- **Provided text**:
----

A senior at Petrides High School, Moet Askew, a three-year veteran of the Dreamer’s Academy, claimed that the program has helped her “better myself, education wise—writing essays has become much easier and if I need help with my other subjects there is always someone there to tutor me.”
Dreamer’s Academy would not be as successful as it is if all that the program did was help students with their grades. The students also take trips and go on tours together such as a recent tour to a college campus in upstate New York where the students worked on activities that helped them build teamwork and self-esteem.
While discussing what she thinks makes the Dreamer’s Academy so effective, Landry explained what her students are expected to learn. “The students work on the basic common core skills that they need to graduate from high school and be prepared for college as well as taking a more in-depth look at a historical event through a more diverse lens.” She went on to say that Dreamer’s Academy “empowers students of today to be tomorrow’s leaders.”

----

- **Data supplied**:
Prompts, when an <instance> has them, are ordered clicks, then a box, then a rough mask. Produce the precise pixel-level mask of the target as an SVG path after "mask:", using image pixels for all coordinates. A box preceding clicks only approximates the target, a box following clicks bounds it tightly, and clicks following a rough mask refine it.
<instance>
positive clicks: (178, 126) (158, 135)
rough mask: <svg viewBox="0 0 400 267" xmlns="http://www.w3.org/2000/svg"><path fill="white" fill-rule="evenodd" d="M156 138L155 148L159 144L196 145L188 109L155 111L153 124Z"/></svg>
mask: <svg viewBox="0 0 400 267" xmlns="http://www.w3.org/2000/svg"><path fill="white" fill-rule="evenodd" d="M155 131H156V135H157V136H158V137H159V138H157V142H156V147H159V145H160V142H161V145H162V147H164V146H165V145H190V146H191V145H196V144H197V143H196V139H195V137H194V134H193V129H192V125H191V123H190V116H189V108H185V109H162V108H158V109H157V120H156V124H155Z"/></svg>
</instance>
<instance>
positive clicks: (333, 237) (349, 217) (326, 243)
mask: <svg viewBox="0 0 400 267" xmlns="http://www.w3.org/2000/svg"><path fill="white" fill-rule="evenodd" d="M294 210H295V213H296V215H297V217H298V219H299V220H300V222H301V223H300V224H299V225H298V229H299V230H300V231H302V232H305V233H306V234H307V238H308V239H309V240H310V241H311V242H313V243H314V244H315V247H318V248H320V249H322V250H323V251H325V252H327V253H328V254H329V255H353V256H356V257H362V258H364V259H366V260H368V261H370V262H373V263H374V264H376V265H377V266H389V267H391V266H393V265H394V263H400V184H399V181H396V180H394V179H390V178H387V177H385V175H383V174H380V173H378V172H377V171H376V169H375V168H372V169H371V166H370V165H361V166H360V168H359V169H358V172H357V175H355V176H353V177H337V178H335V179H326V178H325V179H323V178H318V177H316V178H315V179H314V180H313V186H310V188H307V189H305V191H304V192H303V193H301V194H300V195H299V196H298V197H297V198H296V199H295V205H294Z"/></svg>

----

- **Exercise tasks**:
1 - According to the Dreamer's Academy passage, how long has Moet Askew been in the program?
2 - Please continue the Dreamer's Academy passage after its last sentence.
The listing plays no part in this.

- **Task results**:
1 - Three years.

2 -
Along with Dreamer’s Academy, Liberty Partnerships also sponsors the Summer Youth Employment Program, which supplies Staten Islanders from the ages of 14 through 24 with the opportunity to work up to 25 hours a week, and many of these students work on the CSI campus. In conjunction with the Dreamer’s Academy, the Summer Youth Employment Program gives students valuable references for jobs and college applications.
The Liberty Partnerships Program is less like a buffet as Landry put it and more like a smorgasbord, and local Staten Island students are eating their fill.